== DATA EXTRACTS ==
· · · · · · ·
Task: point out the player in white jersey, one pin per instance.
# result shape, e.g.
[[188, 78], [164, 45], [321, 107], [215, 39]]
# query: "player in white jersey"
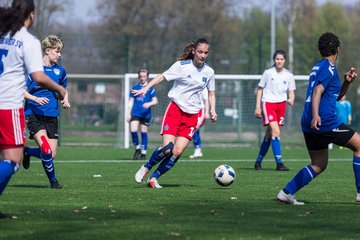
[[276, 87], [20, 55], [203, 115], [190, 75]]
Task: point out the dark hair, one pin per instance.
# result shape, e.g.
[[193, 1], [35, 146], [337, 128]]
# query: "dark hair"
[[279, 52], [190, 47], [328, 44], [12, 18], [143, 70]]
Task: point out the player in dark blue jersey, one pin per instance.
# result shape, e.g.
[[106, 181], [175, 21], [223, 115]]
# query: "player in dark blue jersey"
[[320, 124], [42, 110], [139, 114]]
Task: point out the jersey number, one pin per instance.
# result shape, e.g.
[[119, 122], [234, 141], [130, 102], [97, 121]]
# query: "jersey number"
[[3, 52]]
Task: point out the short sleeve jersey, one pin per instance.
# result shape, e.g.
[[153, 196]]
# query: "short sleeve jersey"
[[189, 82], [344, 111], [276, 85], [138, 110], [51, 109], [20, 55], [325, 73]]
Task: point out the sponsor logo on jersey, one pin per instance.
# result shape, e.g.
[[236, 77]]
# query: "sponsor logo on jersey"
[[340, 130], [56, 71]]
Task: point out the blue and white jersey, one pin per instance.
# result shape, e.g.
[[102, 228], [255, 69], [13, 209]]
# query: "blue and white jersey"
[[276, 85], [189, 83], [325, 73], [51, 109], [138, 110], [20, 55]]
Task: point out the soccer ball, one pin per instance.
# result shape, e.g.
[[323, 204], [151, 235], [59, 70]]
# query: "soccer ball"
[[224, 175]]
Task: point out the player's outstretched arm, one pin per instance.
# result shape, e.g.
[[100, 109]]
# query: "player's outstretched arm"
[[158, 79], [212, 103], [40, 100], [45, 82]]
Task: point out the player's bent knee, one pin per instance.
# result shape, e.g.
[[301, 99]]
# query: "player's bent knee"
[[168, 148], [45, 146]]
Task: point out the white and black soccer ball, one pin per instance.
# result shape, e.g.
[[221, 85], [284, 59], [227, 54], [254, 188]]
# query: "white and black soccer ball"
[[224, 175]]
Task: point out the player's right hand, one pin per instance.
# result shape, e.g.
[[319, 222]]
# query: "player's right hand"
[[258, 112]]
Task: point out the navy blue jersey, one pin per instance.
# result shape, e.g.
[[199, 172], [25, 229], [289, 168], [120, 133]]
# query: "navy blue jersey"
[[138, 110], [325, 73], [51, 109]]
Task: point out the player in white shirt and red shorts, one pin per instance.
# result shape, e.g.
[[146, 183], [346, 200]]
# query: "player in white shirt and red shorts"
[[190, 75], [203, 115], [276, 88], [20, 55]]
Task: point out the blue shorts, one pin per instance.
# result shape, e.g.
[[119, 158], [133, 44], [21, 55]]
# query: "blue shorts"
[[319, 141], [143, 121]]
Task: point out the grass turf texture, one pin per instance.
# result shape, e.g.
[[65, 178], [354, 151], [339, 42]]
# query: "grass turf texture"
[[190, 206]]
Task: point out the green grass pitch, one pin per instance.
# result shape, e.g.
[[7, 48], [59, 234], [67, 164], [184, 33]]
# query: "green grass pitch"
[[100, 199]]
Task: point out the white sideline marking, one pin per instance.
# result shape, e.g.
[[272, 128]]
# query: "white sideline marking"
[[190, 161]]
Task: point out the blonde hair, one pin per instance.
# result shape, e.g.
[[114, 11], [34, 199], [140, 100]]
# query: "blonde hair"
· · · · · · ·
== DIRECTIONS ==
From the data above, gather every line that includes the word "blonde".

== RESPONSE AREA ==
Task: point out the blonde hair, one pin per instance.
# query: "blonde hair"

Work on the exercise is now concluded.